• WHAT YOU HAVE TO DO: From the piece on customer-inspired product design below, set down word for word the passage starting with "Getting Inspired" and going on through "Thanks Bob.".

── SELECTED EXTRACT

Should your products be designed by your customers, or inspired by your customers?
Getting Inspired
We talk about designing products for customers, getting feedback from customers, focusing on problems, and the differences between requirements and design. I’ll wager that every product manager has thought about these things.
J.D. Meier wrote a good article about the best practices of being a product manager, including a tip to get customers (or their proxies) directly connected to developers. After enjoying the article, I was reading through the comments. And I got to #11, from “Bob.” In his comment, Bob said [bold is mine]:
“…Building a product that customers will want to buy means transforming those needs into product specifications. You don’t want a product designed by your customers, you want a product inspired by your customers. That means thinking about wants and needs in a different way….”
Thanks Bob.
There are some ideas, or phrasings of ideas that just stick with you. Maybe I’m receptive because I just read the wikipedia article on koans. Whatever the reason, when I read Bob’s sentence, I walk away with several concepts at different levels.
Requirements
At the end of the day, as a product manager, you don’t (or at least shouldn’t) write down, prioritize, and implement a list of features. That’s just execution against a solution designed by your customer.
A therapist does not interview a patient and then simply prescribe that they “stop doing that.” A therapist will interview the patient, and elicit information – with the goal of understanding the problems that need to be addressed. A product manager (or business analyst) should do the same thing. The product manager should identify the requirements of the customers.

────
── DATA EXTRACT

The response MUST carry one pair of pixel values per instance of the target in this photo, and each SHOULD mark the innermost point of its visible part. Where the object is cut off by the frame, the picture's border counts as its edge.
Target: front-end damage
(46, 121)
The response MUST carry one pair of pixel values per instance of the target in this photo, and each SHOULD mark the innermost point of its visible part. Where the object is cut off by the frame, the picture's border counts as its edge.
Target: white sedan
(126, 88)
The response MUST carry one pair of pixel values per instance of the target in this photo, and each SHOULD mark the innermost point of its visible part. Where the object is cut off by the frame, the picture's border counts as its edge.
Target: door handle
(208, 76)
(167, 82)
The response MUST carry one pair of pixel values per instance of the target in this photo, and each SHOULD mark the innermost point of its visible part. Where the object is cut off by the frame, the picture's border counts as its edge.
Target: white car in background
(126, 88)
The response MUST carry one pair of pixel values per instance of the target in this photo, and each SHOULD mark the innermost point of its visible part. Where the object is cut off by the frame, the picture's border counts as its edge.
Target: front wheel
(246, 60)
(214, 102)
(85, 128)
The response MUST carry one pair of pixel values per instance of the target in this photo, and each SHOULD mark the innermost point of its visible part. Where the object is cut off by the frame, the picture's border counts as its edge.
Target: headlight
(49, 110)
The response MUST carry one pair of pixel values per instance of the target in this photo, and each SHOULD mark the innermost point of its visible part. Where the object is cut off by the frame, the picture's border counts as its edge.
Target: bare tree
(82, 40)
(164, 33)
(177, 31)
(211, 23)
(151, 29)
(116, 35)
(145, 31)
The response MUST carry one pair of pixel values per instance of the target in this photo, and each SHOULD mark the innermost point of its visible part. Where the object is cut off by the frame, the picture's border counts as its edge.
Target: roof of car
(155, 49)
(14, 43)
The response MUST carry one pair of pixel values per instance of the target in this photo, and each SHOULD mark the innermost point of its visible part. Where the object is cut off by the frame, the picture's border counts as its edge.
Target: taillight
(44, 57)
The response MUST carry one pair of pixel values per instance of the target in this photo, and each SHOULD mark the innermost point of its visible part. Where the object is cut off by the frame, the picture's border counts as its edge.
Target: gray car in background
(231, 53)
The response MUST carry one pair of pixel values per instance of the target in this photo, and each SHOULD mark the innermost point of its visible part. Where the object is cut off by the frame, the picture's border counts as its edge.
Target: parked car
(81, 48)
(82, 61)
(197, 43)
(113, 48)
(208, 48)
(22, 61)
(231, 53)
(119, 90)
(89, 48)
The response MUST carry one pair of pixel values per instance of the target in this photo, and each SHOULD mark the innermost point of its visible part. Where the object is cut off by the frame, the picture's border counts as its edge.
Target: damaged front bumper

────

• COMPLETED EXERCISE:
Getting Inspired
We talk about designing products for customers, getting feedback from customers, focusing on problems, and the differences between requirements and design. I’ll wager that every product manager has thought about these things.
J.D. Meier wrote a good article about the best practices of being a product manager, including a tip to get customers (or their proxies) directly connected to developers. After enjoying the article, I was reading through the comments. And I got to #11, from “Bob.” In his comment, Bob said [bold is mine]:
“…Building a product that customers will want to buy means transforming those needs into product specifications. You don’t want a product designed by your customers, you want a product inspired by your customers. That means thinking about wants and needs in a different way….”
Thanks Bob.